DOCUMENT EXCERPT:

[Start of section]

In addition to simulation studies, the model format of an S-system within BST could be used to exhaust all possible means of achieving a desired profile at steady state. We have shown in a completely different context how such an analysis could be pursued10 (see also ref.19). In a nutshell, the mathematical features of the S-system model allow an elegant algebraic analysis of the entire space of steady-state solutions in terms of enzyme activities that are consistent with a desired metabolic concentration profile. Among these consistent solutions, optimal transient solutions could be determined through dynamic analyses or nonlinear optimization studies.

[End of section]

WORK INSTRUCTION: Reproduce the portion of the passage on S-system models starting at "In addition to" and ending at "nonlinear optimization studies.". The records that follow are independent material and are unrelated to the passage on S-system models.

[Dataset items]
[Start of section]

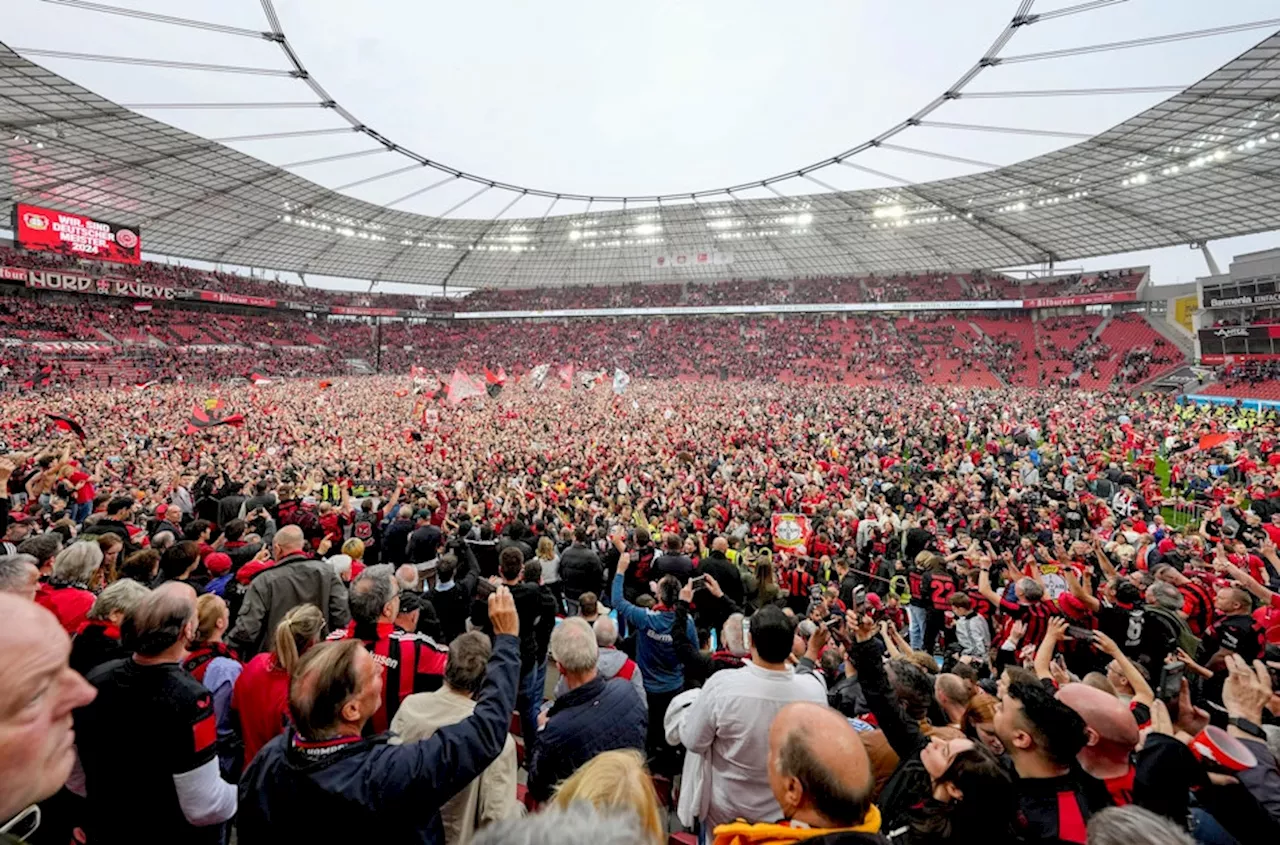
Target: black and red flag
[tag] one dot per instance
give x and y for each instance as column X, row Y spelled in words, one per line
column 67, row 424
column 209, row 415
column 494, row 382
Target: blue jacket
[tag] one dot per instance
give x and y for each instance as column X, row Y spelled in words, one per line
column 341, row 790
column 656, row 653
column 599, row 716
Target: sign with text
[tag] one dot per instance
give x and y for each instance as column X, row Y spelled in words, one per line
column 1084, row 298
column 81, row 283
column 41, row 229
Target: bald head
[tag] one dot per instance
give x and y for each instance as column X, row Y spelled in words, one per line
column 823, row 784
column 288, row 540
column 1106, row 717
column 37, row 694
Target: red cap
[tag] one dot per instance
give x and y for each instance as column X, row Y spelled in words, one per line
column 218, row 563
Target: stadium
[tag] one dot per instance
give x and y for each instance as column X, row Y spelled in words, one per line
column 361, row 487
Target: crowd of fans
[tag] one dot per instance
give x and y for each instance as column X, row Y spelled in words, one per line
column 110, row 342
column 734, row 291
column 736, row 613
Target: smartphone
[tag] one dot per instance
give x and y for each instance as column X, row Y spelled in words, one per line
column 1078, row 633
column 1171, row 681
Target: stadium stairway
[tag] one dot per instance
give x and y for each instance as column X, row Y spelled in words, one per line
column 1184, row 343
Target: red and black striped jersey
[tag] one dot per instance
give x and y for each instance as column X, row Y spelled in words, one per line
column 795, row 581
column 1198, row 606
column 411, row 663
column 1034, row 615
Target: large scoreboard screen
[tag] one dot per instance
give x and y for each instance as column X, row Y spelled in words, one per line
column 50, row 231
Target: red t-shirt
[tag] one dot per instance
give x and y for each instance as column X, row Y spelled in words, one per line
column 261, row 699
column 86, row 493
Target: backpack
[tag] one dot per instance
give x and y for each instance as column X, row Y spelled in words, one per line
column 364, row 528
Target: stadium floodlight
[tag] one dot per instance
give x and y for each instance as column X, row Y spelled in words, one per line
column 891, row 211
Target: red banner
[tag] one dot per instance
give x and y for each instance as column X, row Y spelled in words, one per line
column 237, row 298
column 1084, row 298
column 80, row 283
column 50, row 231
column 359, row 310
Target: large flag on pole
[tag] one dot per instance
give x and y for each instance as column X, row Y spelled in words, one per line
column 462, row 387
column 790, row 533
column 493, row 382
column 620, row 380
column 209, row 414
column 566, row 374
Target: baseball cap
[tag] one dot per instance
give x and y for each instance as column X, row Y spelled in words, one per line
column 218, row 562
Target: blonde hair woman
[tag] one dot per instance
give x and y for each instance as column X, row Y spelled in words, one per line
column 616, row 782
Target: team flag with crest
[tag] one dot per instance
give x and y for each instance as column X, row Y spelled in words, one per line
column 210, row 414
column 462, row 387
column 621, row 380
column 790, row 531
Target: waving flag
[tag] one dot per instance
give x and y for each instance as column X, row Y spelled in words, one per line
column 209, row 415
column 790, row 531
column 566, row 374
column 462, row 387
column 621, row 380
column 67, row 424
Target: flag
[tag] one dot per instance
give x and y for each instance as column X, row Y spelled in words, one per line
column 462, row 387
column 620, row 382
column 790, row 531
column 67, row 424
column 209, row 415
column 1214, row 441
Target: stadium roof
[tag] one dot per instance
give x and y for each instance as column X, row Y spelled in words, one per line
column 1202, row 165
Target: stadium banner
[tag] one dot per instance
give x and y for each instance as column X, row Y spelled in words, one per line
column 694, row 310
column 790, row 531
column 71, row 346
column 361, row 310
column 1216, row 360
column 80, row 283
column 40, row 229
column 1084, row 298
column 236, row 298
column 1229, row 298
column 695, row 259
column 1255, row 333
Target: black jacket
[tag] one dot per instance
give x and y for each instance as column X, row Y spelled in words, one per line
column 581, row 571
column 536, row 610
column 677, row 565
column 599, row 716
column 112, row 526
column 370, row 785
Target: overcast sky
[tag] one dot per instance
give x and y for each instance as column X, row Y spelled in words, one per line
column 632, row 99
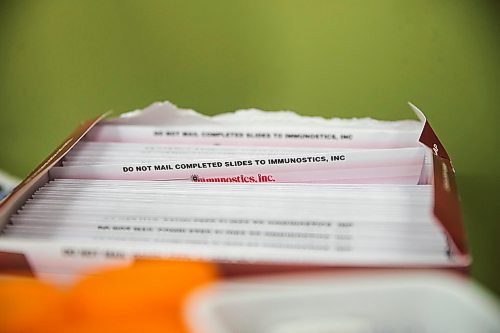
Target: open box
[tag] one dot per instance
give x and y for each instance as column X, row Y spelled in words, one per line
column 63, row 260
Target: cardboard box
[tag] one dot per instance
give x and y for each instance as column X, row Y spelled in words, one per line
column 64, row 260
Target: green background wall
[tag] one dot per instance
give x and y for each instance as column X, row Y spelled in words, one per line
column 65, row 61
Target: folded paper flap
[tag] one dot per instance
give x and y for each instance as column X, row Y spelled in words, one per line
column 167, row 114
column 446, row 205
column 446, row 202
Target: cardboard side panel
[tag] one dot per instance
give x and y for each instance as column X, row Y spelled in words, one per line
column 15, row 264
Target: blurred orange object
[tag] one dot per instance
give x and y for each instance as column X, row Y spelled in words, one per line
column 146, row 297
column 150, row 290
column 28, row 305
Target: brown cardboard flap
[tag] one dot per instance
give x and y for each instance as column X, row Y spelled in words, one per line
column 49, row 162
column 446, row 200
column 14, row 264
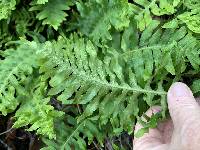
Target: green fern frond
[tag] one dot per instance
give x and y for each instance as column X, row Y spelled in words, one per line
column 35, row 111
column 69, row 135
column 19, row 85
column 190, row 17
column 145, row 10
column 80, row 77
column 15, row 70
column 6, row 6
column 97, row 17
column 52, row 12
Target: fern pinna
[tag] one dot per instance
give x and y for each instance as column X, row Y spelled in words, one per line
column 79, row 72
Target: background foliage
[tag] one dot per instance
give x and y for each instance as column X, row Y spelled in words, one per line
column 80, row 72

[End of section]
[Start of section]

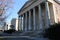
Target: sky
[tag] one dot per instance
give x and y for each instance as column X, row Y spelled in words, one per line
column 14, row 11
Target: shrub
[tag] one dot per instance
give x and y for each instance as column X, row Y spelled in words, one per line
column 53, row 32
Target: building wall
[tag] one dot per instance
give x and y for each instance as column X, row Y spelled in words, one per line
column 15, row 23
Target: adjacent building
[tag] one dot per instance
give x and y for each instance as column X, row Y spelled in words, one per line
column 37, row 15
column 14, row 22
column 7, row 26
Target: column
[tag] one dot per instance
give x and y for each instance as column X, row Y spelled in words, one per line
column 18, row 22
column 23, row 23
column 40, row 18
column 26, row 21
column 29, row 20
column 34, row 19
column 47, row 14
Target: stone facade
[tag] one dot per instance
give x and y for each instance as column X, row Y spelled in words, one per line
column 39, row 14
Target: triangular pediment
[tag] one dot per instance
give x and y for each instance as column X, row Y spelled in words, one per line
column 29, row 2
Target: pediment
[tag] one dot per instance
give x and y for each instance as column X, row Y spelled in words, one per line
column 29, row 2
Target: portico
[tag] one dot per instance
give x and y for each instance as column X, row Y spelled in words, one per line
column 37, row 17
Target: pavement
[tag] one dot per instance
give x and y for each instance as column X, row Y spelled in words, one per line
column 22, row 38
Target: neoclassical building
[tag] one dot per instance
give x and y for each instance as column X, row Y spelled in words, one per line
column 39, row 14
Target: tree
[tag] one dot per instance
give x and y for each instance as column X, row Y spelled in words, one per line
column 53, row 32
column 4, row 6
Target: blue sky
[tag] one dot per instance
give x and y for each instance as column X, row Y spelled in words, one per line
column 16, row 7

[End of section]
[Start of section]

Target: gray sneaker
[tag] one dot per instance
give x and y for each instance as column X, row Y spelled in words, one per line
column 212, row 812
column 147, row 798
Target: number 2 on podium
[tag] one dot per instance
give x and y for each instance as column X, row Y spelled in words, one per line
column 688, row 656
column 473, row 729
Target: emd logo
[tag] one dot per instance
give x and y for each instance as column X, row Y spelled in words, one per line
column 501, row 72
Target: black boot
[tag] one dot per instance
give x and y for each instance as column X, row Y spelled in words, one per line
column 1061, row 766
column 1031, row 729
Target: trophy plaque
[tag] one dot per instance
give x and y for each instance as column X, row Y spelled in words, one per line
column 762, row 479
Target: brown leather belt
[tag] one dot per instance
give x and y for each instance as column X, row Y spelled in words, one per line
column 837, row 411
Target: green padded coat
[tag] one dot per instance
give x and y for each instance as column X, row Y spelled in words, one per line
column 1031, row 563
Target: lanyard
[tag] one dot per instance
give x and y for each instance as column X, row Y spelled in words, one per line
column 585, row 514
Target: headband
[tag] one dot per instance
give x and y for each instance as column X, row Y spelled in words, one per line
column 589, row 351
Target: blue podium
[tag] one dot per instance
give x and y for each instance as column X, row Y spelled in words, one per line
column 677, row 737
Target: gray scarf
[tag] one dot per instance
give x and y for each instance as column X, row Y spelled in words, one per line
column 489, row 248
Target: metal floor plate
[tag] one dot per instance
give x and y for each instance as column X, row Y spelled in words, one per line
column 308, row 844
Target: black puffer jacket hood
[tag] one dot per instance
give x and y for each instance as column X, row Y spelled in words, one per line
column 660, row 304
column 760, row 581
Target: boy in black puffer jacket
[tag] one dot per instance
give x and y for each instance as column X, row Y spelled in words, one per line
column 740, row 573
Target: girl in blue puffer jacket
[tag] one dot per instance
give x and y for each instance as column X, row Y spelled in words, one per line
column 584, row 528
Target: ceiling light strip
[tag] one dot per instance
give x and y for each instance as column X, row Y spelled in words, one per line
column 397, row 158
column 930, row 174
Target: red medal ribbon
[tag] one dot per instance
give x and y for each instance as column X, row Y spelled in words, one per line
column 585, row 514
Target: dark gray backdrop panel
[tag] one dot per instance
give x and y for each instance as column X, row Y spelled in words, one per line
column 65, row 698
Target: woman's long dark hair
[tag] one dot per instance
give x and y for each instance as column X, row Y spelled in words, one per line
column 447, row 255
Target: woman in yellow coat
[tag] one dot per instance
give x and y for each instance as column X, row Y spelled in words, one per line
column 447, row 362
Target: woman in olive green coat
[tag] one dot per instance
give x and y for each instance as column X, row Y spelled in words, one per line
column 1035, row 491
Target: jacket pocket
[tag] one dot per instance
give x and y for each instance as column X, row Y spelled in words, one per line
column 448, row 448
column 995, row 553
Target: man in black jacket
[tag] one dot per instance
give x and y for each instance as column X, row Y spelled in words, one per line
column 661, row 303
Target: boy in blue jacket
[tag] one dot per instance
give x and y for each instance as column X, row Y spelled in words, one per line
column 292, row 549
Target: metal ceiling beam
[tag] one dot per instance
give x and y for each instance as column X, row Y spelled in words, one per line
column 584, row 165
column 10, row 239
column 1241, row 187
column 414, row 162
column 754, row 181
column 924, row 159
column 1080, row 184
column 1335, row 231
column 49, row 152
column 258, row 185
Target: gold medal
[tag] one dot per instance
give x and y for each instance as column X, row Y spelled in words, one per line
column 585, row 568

[End of section]

EXERCISE RESPONSE:
In addition to simulation studies, the model format of an S-system within BST could be used to exhaust all possible means of achieving a desired profile at steady state. We have shown in a completely different context how such an analysis could be pursued10 (see also ref.19). In a nutshell, the mathematical features of the S-system model allow an elegant algebraic analysis of the entire space of steady-state solutions in terms of enzyme activities that are consistent with a desired metabolic concentration profile. Among these consistent solutions, optimal transient solutions could be determined through dynamic analyses or nonlinear optimization studies.